Extrait du document:
------------
Après une accalmie; le conflit à l’Est de la RDC occupe en ce début d’année les feux de l’actualité africaine. Lors de la demi finale de la CAN qui les a opposés aux éléphants de CI le 07 Février dernier, les léopards de la RDC ont mis un brassard noir pour protester que le conflit à l’Est de leur pays.
L’Est de la RDC ne parvient pas à être stabilisé depuis Octobre 1996, date où l’ AFDL ( Alliance des Forces Démocratiques de Libération ) de Laurent Désiré Kabila, un mystérieux groupe rebelle inconnu jusque-là, est apparu à la frontière rwandaise. Après environ six mois d’une progression fulgurante qui a étonné toute l’Afrique, les troupes rebelles pénétrèrent dans en Mai 1997 dans la capitale Kinshasa, alors que le Président Mobutu avait fui pour le Togo, deux jours auparavant. Les rebelles ont bénéficié de l’apport des armées rwandaise, ougandaise, et dans une moindre mesure burundaise.
Depuis cette date, cette partie du Congo échappe au pouvoir de Kinshasa. Plusieurs groupuscules rebelles ont vu le jour et imposent leur loi aux populations. La question qu’on peut se poser aujourd’hui est de savoir pourquoi en 28 ans, l’armée de la RD Congo n’est pas parvenue à solutionner durablement le problème ? Pratiquement tous les pays de la zone ( Rwanda, Ouganda, Burundi, Angola …….) en ont terminé avec les mouvements de rébellion qu’ils connaissaient. Pourquoi ce n’est pas le cas en RDC ?
Aujourd’hui le M-23, ce mouvement rebelle appuyé par le Rwanda, fait subir défaites sur défaites à l’armée congolaise. La grande ville de Goma, capitale provinciale de plus de deux millions d’habitants, avec ses immenses camps de réfugiés et de déplacés, est aujourd’hui leur objectif. Les combats font rage depuis le début du mois de Février 2024.
L’une des clés pour comprendre les difficultés de l’armée de la RDC à venir à bout des groupes rebelles, tient en l’immensité du territoire. La RDC est le second pays le plus vaste du continent après l’Algérie. En avion, plus de 5 000 km séparent la capitale Kinshasa des provinces de l’Est, là où se déroulent les combats. Par la route, c’est environ 8 000 km qu’on parcourt entre Kinshasa et Goma
A l’instar des autres pays africains, en RDC, tout est concentré dans la capitale. Il faut donc projeter, c’est-à-dire acheminer les hommes, le matériel et toute la logistique sur cette distance. Il faut ensuite faire des rotations en avions gros porteurs pour ravitailler et relever les troupes, acheminer les munitions et pièces de rechange etc….etc… C’est un défi logistique et financier majeur qui pèse lourdement sur l’effort de guerre congolais. C’est connu, plus le théâtre des opérations est lointain, plus la guerre est coûteuse. A l’inverse, la ville de Kigali est à moins de 100 km de Goma, ce qui permet au Rwanda de porter facilement assistance au M-23.
------------
Données brutes:
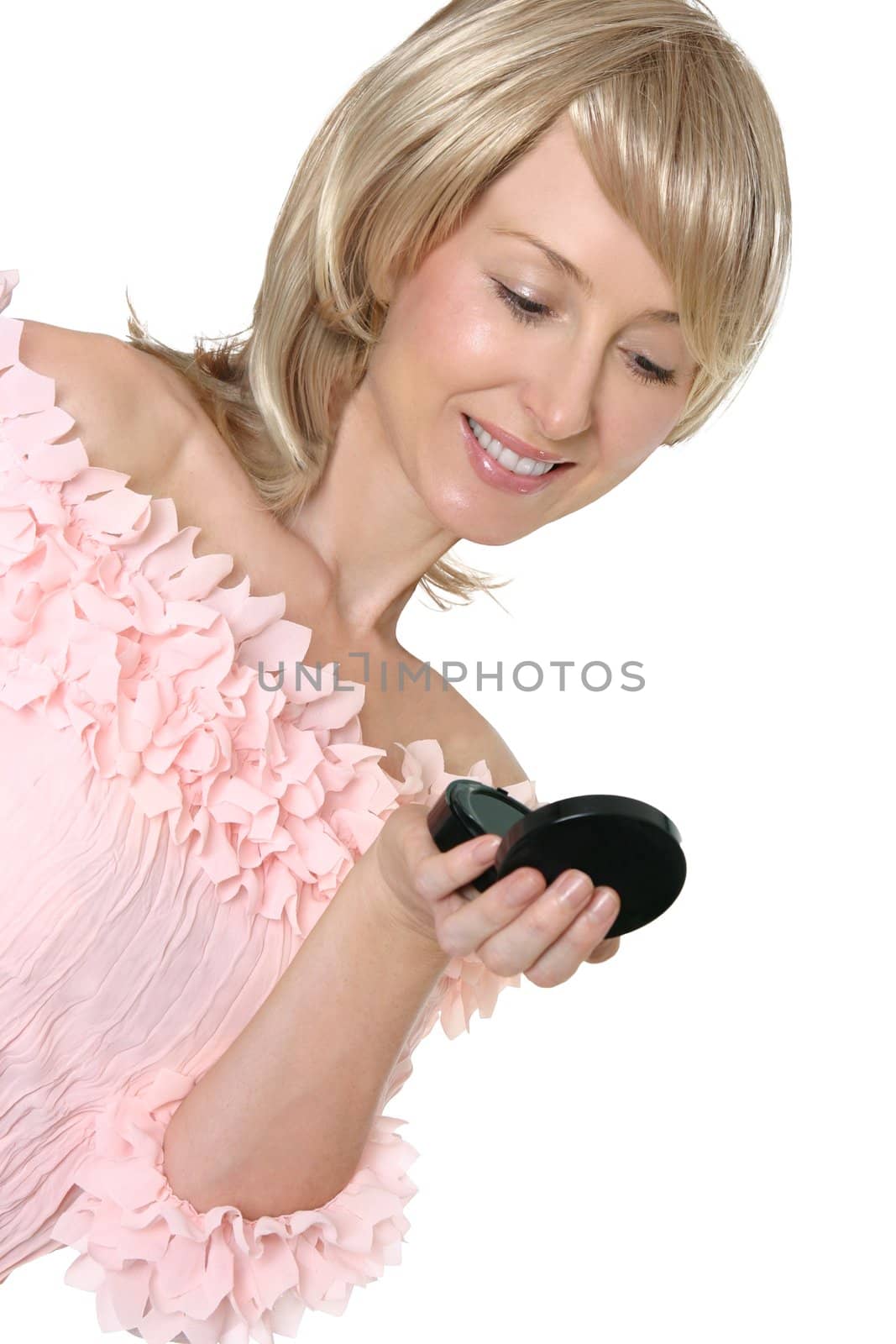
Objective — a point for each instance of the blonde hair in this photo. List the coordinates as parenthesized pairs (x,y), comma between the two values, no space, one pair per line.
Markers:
(669,114)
------------
Objectif de la tâche: Selon l'extrait du document, quelle distance sépare Kinshasa de Goma par la route ?

Solution de l'exercice: Environ 8 000 km.